- _Задания к упражнению_
(A) Изложите в виде краткого списка абзац фрагмента страницы, начинающийся словами «Это столкновение элементов», сохранив все его основные положения.
(B) Продолжите фрагмент страницы о не/человеческом в телесности, начав сразу после его последнего предложения.

- _Фрагмент страницы_
•••
Это столкновение элементов инородного и чужого, населяющих одно и то же тело, мы именуем не/человеческим телесности. Человеческий субъект не изгоняется в присутствии чужой силы. Именно потому, что субъект и тело субъекта продолжают существовать, их материальность может стать хозяином иной агентности. Это отношение аналогично Ineinander у Мерло-Понти — симбиотическому переплетению различных зон жизни, пользующихся одним и тем же телом. По мере того как эта бесформенная жизнь скрывает себя, она обнаруживается в целом ряде различных симптоматических проявлений. У ужаса есть лицо. Сначала он предстает анонимным силовым полем, затем органом восприятия и, наконец, местом самой реальности. Эти три аспекта ужаса тела, коренящиеся в сырой инаковости самой жизни, определяют темы последующих глав.
•••
- _Исходные данные_
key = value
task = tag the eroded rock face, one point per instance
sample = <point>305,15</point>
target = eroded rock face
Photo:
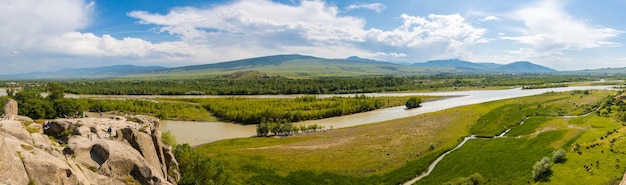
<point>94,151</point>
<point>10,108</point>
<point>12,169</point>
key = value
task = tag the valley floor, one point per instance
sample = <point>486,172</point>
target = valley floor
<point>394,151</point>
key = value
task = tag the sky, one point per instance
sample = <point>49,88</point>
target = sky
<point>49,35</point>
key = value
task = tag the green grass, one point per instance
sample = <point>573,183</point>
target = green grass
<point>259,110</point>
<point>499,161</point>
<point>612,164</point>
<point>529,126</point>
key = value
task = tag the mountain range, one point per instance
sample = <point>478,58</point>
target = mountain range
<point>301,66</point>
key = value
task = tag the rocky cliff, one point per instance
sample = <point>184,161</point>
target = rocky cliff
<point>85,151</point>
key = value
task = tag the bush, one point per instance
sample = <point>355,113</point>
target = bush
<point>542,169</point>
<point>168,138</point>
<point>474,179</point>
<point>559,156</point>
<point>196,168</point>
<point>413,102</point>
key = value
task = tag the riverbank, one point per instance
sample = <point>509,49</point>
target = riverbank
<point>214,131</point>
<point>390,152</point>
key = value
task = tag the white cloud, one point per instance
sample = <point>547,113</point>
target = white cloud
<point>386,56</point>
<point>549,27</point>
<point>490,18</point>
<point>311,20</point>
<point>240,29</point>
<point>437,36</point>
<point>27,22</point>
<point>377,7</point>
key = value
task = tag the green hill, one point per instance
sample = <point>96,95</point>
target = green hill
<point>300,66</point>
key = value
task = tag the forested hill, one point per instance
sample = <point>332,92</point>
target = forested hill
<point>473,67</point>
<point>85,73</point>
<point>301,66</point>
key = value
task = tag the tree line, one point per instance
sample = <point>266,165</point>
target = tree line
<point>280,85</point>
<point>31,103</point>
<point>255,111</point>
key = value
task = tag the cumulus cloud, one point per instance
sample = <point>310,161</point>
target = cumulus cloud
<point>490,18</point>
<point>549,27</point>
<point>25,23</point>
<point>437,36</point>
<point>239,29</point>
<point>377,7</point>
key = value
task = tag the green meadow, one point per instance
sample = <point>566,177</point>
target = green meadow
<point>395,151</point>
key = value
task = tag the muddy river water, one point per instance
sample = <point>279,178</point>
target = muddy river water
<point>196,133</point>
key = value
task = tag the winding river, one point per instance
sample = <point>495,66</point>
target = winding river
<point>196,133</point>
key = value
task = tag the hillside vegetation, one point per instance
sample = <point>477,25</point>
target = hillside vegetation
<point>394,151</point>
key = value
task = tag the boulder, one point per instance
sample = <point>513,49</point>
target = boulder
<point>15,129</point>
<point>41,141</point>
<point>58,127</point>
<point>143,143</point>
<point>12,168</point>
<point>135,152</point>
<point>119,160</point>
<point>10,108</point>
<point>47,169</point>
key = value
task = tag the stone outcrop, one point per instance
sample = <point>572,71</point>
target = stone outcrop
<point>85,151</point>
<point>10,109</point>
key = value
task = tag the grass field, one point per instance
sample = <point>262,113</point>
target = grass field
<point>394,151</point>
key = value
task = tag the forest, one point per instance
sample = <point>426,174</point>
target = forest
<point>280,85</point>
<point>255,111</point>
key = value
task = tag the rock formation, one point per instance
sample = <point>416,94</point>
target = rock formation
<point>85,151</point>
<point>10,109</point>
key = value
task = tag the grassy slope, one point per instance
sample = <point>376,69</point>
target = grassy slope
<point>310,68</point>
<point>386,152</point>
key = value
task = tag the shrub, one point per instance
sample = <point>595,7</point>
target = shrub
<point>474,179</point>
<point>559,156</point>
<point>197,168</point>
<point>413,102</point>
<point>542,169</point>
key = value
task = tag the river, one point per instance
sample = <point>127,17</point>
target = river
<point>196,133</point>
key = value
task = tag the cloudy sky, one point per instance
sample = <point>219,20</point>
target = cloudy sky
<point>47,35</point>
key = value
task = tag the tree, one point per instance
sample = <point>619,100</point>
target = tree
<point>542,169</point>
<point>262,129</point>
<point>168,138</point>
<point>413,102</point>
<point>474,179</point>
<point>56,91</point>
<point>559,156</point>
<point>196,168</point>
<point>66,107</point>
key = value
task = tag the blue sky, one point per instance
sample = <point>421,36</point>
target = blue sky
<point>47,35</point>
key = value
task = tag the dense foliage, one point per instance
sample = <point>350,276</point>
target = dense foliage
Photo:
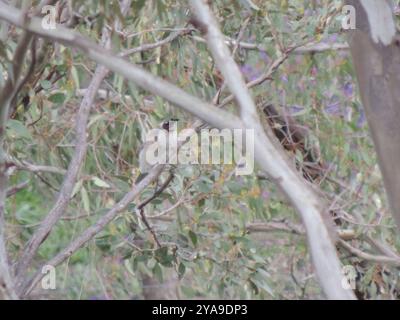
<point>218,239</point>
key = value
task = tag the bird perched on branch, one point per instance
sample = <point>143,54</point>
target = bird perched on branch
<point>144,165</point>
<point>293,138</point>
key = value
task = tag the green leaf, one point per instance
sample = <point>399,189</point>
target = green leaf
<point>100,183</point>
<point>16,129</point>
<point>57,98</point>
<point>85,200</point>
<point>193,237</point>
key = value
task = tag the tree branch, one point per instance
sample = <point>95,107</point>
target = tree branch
•••
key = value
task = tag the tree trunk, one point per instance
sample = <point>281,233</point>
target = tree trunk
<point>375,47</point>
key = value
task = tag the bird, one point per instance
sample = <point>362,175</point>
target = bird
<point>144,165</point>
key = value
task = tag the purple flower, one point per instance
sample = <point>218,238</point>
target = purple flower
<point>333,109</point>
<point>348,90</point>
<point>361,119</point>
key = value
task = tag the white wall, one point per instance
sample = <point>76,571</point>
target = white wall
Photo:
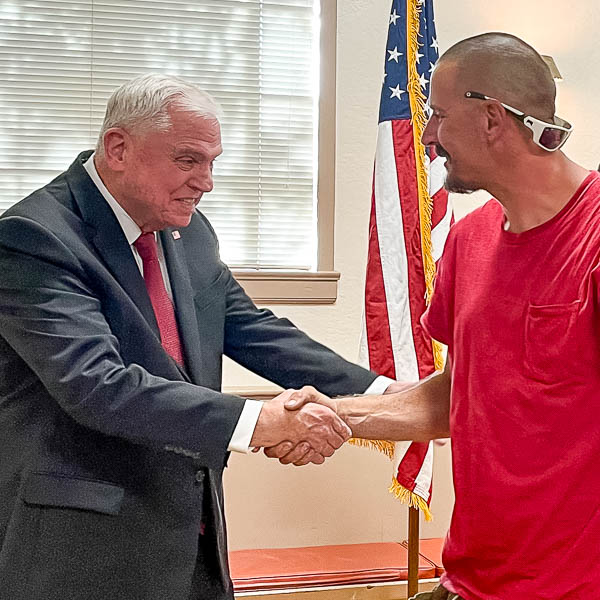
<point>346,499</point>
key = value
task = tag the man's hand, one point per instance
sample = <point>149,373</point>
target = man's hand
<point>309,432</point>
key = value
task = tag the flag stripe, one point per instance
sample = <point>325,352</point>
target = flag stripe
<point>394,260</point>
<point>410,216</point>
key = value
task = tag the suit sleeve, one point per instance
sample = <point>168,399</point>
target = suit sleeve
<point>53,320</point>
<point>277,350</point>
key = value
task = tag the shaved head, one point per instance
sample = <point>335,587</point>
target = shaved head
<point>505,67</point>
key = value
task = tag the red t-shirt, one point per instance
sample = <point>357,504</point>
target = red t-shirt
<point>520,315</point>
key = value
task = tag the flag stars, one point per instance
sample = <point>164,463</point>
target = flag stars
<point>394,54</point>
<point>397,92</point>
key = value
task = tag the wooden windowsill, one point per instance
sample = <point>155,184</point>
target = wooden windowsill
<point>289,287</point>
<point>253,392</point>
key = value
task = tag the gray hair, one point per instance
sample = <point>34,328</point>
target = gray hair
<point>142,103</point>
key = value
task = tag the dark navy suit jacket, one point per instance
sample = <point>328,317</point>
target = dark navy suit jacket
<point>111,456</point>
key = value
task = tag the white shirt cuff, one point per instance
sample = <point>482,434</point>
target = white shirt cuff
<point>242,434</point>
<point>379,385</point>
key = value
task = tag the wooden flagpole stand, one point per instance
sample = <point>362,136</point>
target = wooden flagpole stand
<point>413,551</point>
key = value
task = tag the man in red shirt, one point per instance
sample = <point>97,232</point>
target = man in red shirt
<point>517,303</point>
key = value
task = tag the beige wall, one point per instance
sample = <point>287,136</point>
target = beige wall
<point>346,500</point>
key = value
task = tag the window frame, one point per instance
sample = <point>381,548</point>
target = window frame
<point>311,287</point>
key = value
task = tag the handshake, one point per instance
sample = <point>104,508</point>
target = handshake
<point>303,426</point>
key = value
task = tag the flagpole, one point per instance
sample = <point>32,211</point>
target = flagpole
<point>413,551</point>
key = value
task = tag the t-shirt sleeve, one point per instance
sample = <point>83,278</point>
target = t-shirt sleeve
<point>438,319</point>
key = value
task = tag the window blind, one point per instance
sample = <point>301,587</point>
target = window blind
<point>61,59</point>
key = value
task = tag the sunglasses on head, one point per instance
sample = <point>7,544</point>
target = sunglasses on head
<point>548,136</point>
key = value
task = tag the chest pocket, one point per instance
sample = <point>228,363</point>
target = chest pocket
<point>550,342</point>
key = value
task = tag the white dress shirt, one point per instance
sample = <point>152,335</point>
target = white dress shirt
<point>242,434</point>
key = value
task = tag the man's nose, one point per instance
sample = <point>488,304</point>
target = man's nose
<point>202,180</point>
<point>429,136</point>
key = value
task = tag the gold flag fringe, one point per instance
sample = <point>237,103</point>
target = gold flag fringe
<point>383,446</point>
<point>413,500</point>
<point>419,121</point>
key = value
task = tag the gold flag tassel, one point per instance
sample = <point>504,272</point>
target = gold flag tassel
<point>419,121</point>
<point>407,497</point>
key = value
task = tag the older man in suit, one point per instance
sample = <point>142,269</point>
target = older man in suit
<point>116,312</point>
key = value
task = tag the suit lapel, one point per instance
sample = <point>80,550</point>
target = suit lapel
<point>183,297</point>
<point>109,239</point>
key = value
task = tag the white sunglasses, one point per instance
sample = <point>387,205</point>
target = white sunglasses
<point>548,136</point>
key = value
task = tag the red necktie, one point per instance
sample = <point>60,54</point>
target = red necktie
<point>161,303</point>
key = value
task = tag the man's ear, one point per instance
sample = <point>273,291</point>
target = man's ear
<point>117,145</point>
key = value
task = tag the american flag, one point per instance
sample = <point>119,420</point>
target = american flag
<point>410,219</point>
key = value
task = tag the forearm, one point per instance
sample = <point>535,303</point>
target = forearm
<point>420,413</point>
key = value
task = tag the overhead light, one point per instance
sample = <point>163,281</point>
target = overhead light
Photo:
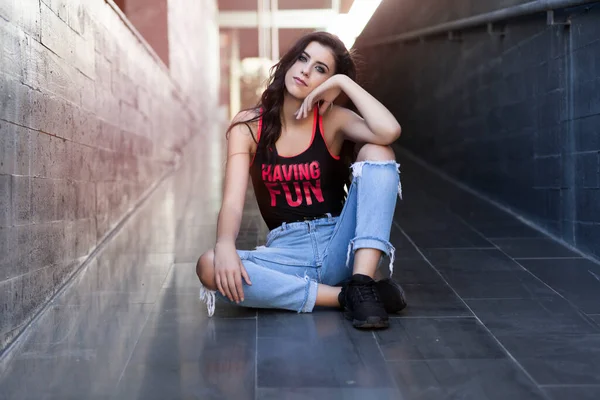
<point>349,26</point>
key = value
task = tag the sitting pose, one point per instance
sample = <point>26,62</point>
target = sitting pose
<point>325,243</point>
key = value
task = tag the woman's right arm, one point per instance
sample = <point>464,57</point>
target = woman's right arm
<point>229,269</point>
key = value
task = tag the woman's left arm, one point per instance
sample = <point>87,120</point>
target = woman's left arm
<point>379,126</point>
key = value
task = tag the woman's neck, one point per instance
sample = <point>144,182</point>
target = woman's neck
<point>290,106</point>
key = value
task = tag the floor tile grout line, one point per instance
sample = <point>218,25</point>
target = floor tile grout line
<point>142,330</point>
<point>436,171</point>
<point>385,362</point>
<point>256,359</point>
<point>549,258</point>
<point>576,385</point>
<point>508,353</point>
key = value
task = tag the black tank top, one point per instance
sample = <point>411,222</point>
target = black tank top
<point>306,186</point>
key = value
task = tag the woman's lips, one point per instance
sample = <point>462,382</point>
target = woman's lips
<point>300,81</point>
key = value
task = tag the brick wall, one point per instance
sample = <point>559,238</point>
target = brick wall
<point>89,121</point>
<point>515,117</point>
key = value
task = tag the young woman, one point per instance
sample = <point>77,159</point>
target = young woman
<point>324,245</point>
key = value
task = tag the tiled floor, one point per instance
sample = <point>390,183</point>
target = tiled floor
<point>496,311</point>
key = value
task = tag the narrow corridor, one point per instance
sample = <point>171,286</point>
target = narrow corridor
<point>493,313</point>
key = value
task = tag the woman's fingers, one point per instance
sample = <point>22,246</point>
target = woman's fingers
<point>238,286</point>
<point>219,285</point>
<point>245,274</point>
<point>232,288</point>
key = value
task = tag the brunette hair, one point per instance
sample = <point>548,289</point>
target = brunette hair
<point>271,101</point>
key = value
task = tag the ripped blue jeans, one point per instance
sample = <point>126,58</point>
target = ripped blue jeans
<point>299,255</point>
•••
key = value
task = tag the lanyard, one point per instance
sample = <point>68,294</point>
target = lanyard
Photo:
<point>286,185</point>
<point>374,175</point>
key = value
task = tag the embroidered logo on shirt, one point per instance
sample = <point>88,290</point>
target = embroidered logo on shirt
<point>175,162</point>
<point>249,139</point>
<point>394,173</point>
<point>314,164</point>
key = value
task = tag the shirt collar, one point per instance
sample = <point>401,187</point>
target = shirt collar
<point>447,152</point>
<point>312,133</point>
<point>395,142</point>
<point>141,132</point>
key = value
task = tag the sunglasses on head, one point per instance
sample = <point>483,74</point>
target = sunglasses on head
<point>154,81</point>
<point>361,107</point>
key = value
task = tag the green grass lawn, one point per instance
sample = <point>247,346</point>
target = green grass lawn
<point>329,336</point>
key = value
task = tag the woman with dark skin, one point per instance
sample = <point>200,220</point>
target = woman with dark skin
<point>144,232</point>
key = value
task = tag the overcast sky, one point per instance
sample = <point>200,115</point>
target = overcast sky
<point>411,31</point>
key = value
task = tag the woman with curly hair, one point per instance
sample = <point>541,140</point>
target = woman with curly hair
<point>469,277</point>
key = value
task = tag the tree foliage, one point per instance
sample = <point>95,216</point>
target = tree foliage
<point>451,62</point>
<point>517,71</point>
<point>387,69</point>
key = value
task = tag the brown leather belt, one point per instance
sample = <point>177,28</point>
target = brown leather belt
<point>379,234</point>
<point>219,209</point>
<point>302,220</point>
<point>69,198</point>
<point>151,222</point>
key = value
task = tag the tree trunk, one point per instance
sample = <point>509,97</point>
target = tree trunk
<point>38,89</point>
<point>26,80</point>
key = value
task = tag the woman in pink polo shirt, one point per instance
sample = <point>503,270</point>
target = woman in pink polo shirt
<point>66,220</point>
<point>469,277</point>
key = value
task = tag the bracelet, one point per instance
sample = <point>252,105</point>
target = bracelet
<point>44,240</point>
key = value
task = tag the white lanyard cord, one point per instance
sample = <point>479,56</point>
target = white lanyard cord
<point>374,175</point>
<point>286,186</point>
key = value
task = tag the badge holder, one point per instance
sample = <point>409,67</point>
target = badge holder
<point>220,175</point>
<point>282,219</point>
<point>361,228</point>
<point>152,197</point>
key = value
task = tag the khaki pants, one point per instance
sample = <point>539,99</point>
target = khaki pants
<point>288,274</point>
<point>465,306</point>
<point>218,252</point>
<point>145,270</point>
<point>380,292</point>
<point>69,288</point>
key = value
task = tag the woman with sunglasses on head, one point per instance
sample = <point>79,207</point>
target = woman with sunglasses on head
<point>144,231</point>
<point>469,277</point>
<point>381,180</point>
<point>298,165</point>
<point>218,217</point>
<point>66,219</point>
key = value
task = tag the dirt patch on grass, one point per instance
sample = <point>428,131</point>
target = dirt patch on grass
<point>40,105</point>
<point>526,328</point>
•••
- _Ответы к упражнению_
(A)
- Столкновение инородного и чужого, населяющих одно тело, названо не/человеческим телесности.
- Человеческий субъект не изгоняется в присутствии чужой силы. Поскольку субъект и его тело продолжают существовать, их материальность может стать хозяином иной агентности.
- Это отношение аналогично Ineinander у Мерло-Понти, то есть симбиотическому переплетению различных зон жизни, пользующихся одним телом.
- Скрывая себя, бесформенная жизнь обнаруживается в ряде симптоматических проявлений.
- У ужаса есть лицо. Сначала он предстает анонимным силовым полем, затем органом восприятия и, наконец, местом самой реальности.
- Эти три аспекта ужаса тела коренятся в сырой инаковости жизни и определяют темы последующих глав.

(B)
Глава 2

ИЗНАЧАЛЬНЫЙ УЖАС

Это бывает по ночам, особенно когда на небе стоит выпуклая и ущербная луна. Тогда я вижу это нечто.

Г. Ф. Лавкрафт. Дагон

Жизнь, — оптимистично пишет Гастон Башляр в «Поэтике пространства», — начинается хорошо, с самого начала она укрыта, защищена и согрета во чреве дома» (Башляр 2004, 29). Для критика замечания Башляра — символ неудач феноменологического мышления, невозможности помыслить нечто за пределами антропоморфизированного космоса, в котором бесконечная пустота тёмного пространства оборачивается теплой близостью извечной материнской груди. У критика есть причины считать именно так. В конце концов, трудно не согласиться, что феноменология по большей части не может покинуть человеческую сферу и подчеркивает вместо этого обоснованность проживаемого опыта как гаранта истины.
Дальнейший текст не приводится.